== Requirements ==
Reproduce the lines below, substituting "amber tinted lens" for each occurrence of "blue tinted lens" and leaving everything else unchanged.

== Source records ==
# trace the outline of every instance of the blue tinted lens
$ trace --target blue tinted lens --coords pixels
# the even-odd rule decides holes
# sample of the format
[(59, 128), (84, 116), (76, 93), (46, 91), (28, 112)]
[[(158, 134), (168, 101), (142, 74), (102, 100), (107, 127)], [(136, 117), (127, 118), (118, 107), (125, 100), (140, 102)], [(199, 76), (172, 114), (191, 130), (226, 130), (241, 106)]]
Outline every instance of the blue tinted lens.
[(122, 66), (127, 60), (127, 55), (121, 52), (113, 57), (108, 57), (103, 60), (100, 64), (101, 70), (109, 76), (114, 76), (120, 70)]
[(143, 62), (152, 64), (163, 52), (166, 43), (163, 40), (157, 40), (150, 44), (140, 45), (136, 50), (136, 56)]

== Task output ==
# trace the outline of every instance of the amber tinted lens
$ trace --target amber tinted lens --coords pixels
# the even-odd rule decides holes
# sample of the format
[(59, 128), (84, 116), (76, 93), (46, 91), (28, 112)]
[[(158, 134), (168, 101), (142, 74), (102, 100), (107, 127)], [(136, 117), (127, 118), (118, 107), (125, 100), (140, 102)], [(199, 76), (172, 114), (191, 130), (226, 130), (241, 106)]]
Outline every instance of the amber tinted lens.
[(122, 66), (127, 60), (127, 55), (121, 52), (113, 57), (108, 57), (103, 60), (100, 64), (101, 70), (109, 76), (114, 76), (120, 70)]
[(143, 62), (152, 64), (163, 52), (166, 43), (163, 40), (157, 40), (150, 44), (140, 45), (136, 50), (136, 56)]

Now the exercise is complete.